** Given information follows **

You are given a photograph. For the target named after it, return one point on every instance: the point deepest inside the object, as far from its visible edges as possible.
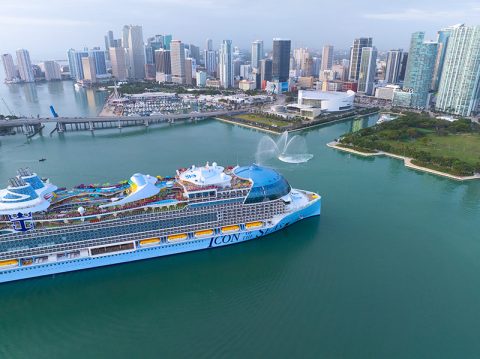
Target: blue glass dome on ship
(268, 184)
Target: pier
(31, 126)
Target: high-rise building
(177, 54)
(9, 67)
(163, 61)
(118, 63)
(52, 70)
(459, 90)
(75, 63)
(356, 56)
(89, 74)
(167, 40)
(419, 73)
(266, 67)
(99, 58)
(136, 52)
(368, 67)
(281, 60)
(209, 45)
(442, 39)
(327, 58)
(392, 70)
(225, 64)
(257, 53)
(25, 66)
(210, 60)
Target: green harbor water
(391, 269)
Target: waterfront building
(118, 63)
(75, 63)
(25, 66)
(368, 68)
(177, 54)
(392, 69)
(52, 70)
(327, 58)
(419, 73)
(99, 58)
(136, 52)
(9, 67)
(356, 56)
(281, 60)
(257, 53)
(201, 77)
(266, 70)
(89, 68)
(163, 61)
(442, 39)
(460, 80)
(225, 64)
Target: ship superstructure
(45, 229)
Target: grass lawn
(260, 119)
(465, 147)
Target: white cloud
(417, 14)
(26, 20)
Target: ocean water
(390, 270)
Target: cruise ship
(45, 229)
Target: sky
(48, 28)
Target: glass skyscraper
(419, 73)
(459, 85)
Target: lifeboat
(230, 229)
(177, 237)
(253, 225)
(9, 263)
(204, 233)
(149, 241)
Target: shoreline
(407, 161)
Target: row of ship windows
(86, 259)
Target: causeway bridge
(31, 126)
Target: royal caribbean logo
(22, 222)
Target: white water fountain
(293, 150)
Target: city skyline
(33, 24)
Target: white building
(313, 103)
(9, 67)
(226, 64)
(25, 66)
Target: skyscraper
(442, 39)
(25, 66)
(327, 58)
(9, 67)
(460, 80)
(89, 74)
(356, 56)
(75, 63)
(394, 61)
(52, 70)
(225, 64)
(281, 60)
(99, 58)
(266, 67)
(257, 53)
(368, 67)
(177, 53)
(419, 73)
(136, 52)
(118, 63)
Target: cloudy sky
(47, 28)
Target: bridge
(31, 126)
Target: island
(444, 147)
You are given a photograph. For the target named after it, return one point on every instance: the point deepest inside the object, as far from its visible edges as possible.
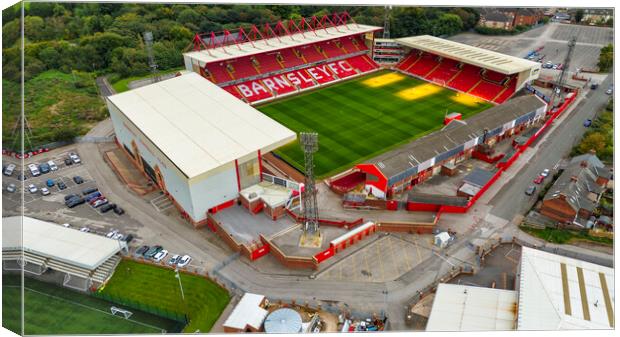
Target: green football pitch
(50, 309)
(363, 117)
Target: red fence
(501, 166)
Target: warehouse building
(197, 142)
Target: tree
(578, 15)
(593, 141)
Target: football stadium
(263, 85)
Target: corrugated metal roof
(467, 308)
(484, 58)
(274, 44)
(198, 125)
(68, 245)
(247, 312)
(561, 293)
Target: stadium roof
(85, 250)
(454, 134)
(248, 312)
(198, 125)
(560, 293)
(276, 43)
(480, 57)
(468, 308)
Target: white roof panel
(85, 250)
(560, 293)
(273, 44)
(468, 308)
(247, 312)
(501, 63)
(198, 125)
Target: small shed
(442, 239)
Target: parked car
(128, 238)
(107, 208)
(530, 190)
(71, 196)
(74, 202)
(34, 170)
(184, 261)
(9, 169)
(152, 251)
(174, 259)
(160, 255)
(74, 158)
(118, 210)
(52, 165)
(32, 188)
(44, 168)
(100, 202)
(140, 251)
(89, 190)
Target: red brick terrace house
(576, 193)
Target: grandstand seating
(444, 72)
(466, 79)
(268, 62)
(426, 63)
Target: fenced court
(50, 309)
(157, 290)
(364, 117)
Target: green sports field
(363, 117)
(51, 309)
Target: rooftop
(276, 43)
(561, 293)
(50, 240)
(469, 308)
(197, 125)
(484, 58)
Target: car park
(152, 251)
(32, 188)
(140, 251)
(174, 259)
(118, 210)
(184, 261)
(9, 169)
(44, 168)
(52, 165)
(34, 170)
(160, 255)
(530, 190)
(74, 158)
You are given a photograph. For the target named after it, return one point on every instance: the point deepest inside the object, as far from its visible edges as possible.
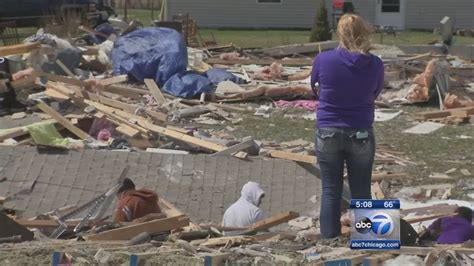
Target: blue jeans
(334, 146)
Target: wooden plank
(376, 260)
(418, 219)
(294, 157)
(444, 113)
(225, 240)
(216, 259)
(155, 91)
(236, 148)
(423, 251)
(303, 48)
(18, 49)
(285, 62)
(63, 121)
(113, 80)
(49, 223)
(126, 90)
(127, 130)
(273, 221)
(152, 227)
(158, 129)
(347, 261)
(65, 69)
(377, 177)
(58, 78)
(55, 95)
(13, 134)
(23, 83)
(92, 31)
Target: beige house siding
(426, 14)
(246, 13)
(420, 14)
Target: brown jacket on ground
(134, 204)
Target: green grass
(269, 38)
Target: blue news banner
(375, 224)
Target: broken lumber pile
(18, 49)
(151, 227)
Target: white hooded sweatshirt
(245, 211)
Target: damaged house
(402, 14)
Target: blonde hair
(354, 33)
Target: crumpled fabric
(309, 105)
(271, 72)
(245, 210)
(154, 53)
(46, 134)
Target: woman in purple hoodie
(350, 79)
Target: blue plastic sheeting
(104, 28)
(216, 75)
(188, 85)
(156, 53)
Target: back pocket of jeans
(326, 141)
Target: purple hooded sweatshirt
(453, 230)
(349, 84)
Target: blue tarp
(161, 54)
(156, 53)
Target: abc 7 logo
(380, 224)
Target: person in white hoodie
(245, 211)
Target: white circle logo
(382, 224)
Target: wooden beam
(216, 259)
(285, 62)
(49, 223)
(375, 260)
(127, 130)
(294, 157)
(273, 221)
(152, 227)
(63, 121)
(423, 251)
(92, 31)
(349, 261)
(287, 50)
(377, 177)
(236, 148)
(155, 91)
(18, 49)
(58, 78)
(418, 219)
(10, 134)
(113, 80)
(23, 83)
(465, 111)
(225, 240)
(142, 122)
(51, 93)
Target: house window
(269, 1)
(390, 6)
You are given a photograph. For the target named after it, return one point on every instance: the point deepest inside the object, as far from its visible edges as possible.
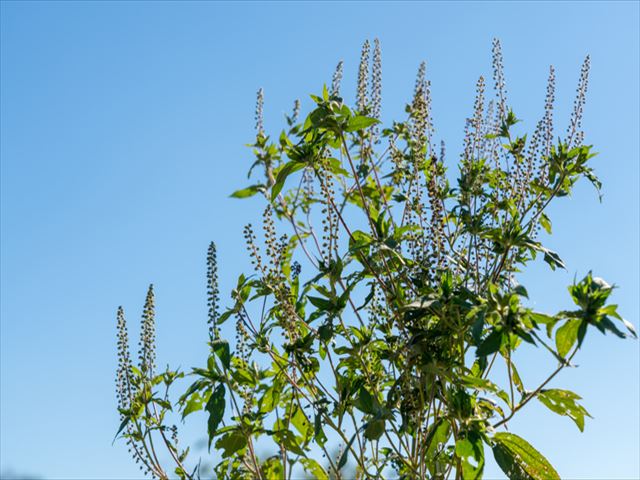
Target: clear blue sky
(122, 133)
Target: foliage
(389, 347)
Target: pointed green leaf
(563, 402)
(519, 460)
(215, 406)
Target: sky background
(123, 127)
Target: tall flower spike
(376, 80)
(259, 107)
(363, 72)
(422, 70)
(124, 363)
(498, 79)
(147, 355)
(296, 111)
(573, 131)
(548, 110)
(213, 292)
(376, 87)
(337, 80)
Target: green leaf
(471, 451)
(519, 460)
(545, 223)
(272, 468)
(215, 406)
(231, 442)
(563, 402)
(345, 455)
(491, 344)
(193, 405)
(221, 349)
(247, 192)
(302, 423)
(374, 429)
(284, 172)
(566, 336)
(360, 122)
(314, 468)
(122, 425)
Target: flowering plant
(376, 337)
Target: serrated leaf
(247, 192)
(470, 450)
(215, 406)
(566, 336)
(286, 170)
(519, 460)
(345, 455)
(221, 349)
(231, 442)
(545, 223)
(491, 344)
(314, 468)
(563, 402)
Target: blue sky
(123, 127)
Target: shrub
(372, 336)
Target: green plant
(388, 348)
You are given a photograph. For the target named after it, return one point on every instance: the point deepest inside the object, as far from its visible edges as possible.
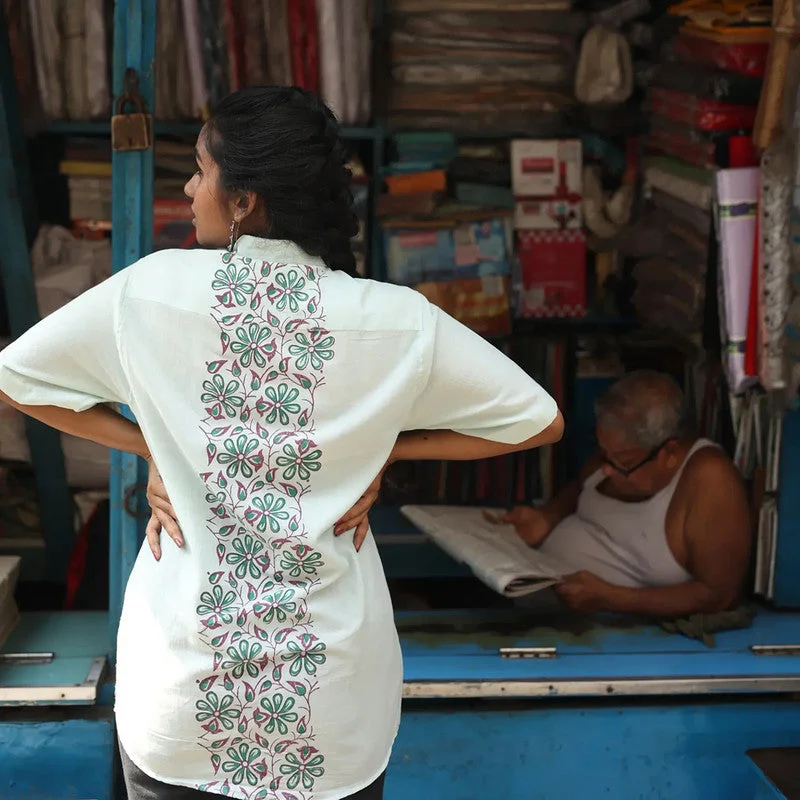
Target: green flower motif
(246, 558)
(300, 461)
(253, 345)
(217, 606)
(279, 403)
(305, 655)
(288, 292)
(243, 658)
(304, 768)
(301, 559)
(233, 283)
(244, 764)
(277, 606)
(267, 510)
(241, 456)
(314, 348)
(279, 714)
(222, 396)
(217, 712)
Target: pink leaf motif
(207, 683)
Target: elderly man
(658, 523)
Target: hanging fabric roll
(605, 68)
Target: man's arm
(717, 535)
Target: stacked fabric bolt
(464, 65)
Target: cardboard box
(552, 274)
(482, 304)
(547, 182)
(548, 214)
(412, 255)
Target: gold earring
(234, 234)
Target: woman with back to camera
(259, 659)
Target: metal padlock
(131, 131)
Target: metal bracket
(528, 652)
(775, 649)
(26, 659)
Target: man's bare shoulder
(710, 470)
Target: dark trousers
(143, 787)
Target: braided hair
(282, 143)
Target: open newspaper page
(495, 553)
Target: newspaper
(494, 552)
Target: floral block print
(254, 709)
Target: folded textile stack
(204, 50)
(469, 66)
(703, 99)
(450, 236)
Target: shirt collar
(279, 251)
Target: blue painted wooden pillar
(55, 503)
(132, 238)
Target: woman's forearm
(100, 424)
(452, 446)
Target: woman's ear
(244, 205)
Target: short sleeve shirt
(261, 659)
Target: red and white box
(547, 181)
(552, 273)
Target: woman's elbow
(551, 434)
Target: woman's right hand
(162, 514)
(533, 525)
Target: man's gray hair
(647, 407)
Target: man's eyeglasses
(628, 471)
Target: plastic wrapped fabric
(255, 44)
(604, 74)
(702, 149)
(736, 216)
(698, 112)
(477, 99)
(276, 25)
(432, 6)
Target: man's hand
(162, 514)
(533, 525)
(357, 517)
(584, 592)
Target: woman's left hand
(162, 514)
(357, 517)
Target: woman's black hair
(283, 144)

** End of Given information **

● What the exercise asks: All lines from the one containing "Target: stacked fabric bolt" to the end of the records are to be duplicated exactly, and no other lines are to be given.

● Answer to the exercise:
Target: stacked fabric bolt
(464, 65)
Target: cardboard box
(552, 274)
(482, 304)
(547, 182)
(548, 214)
(412, 255)
Target: gold earring
(234, 234)
Target: woman with back to camera
(259, 659)
Target: metal padlock
(131, 131)
Target: metal bracket
(528, 652)
(775, 649)
(26, 659)
Target: man's bare shoulder
(710, 470)
Target: dark trousers
(143, 787)
Target: braided hair
(282, 143)
Target: open newspaper page
(495, 553)
Target: newspaper
(494, 552)
Target: floral block print
(254, 709)
Target: folded textile stack
(204, 50)
(469, 66)
(703, 99)
(450, 236)
Target: shirt collar
(279, 251)
Target: blue painted wooden pillar
(55, 503)
(132, 238)
Target: woman's forearm
(100, 424)
(452, 446)
Target: woman's ear
(244, 205)
Target: short sleeve shirt
(261, 659)
Target: red and white box
(547, 181)
(552, 273)
Target: woman's elbow
(551, 434)
Target: woman's right hand
(162, 514)
(533, 525)
Target: man's gray hair
(647, 407)
Target: man's eyeglasses
(628, 471)
Target: plastic wrapped fabric
(255, 44)
(604, 74)
(702, 149)
(736, 216)
(698, 112)
(477, 99)
(276, 25)
(432, 6)
Target: man's hand
(162, 514)
(533, 525)
(357, 517)
(584, 592)
Target: woman's left hand
(162, 514)
(357, 517)
Target: woman's black hair
(283, 144)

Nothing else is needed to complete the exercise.